What you need to do: Extract the material below and reproduce every line of it verbatim.

# Material provided start

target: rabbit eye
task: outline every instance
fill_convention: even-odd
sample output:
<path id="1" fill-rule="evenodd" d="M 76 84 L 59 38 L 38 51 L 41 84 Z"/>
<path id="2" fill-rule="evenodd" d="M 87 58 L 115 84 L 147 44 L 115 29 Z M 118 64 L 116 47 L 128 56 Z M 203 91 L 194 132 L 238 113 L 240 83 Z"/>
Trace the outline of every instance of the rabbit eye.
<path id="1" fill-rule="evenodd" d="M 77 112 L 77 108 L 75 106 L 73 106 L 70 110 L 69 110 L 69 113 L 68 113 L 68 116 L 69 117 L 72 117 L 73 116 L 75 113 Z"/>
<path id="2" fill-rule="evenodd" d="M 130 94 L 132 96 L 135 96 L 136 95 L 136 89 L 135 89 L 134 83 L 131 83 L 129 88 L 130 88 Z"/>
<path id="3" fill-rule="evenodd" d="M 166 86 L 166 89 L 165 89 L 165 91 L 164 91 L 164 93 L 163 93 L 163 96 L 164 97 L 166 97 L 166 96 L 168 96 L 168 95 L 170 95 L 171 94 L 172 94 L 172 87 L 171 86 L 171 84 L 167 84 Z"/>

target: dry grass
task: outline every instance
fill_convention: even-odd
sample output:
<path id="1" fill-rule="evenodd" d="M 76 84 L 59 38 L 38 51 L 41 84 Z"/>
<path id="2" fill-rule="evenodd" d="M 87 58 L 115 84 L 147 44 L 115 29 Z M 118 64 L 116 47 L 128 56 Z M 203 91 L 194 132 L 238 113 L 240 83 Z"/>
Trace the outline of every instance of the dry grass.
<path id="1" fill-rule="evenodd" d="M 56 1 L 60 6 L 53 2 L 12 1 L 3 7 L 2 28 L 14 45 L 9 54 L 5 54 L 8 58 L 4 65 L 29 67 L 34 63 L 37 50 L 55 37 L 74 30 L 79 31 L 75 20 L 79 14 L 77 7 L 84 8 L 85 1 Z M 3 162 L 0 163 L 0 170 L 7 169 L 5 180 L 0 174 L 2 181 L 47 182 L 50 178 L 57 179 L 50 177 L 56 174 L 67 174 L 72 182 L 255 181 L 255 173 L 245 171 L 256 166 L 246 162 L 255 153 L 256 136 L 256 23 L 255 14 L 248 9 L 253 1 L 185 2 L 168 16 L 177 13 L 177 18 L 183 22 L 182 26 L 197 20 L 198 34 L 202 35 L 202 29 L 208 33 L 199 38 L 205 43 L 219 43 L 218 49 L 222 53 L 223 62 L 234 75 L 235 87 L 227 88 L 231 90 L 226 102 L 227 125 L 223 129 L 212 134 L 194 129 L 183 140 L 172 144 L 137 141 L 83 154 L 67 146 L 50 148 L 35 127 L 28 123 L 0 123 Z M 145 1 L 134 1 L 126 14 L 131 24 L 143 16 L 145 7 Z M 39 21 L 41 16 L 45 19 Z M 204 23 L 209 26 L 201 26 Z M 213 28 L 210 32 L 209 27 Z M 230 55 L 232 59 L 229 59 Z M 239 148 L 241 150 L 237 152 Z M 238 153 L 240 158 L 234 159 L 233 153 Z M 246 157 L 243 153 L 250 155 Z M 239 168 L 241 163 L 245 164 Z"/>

# Material provided end

Result for this task:
target: rabbit eye
task: outline every instance
fill_convention: even-odd
sample output:
<path id="1" fill-rule="evenodd" d="M 76 84 L 59 38 L 38 51 L 41 84 Z"/>
<path id="2" fill-rule="evenodd" d="M 87 58 L 115 84 L 147 44 L 115 29 Z M 118 64 L 116 47 L 128 56 Z M 203 91 L 194 132 L 238 113 L 240 83 Z"/>
Trace the outline of every instance of the rabbit eye.
<path id="1" fill-rule="evenodd" d="M 77 112 L 77 108 L 75 106 L 73 106 L 70 110 L 69 110 L 69 113 L 68 113 L 68 116 L 69 117 L 72 117 L 73 116 L 75 113 Z"/>
<path id="2" fill-rule="evenodd" d="M 130 94 L 132 96 L 135 96 L 136 95 L 136 89 L 135 89 L 134 83 L 131 83 L 129 88 L 130 88 Z"/>
<path id="3" fill-rule="evenodd" d="M 166 86 L 166 89 L 165 89 L 165 91 L 164 91 L 164 93 L 163 93 L 163 96 L 164 97 L 166 97 L 166 96 L 168 96 L 168 95 L 170 95 L 171 94 L 172 94 L 172 87 L 171 86 L 171 84 L 167 84 Z"/>

target: dry grass
task: outline every instance
fill_convention: even-odd
sample output:
<path id="1" fill-rule="evenodd" d="M 76 84 L 59 38 L 38 51 L 41 84 Z"/>
<path id="2" fill-rule="evenodd" d="M 87 58 L 115 84 L 147 44 L 115 29 Z M 118 64 L 116 47 L 128 56 Z M 203 91 L 194 132 L 238 113 L 240 83 Z"/>
Trace the outline of every instance of the dry grass.
<path id="1" fill-rule="evenodd" d="M 56 1 L 60 6 L 53 2 L 12 1 L 3 7 L 2 28 L 14 45 L 9 54 L 5 54 L 8 58 L 4 65 L 29 67 L 34 63 L 37 50 L 55 37 L 74 30 L 79 31 L 75 20 L 79 14 L 77 7 L 84 8 L 85 1 Z M 3 162 L 0 163 L 0 170 L 7 169 L 5 180 L 0 174 L 2 181 L 47 182 L 50 178 L 57 179 L 50 177 L 56 174 L 67 174 L 72 182 L 255 181 L 255 173 L 245 171 L 256 166 L 246 162 L 255 153 L 256 136 L 256 23 L 255 14 L 248 9 L 253 1 L 185 2 L 168 16 L 177 13 L 177 18 L 183 22 L 182 26 L 197 20 L 198 34 L 202 35 L 202 29 L 208 33 L 199 38 L 205 43 L 219 43 L 218 49 L 222 53 L 223 62 L 234 75 L 235 87 L 227 88 L 231 90 L 226 102 L 227 125 L 223 129 L 212 134 L 194 129 L 183 140 L 172 144 L 137 141 L 83 154 L 67 146 L 50 148 L 35 127 L 28 123 L 0 123 Z M 145 1 L 134 1 L 126 14 L 131 24 L 143 16 L 145 7 Z M 39 21 L 41 16 L 45 19 Z M 204 23 L 209 26 L 201 26 Z M 213 28 L 210 32 L 209 27 Z M 230 55 L 232 59 L 229 59 Z M 239 148 L 241 150 L 237 152 Z M 238 153 L 240 158 L 234 159 L 233 153 Z M 246 157 L 243 153 L 250 155 Z M 239 168 L 241 163 L 245 164 Z"/>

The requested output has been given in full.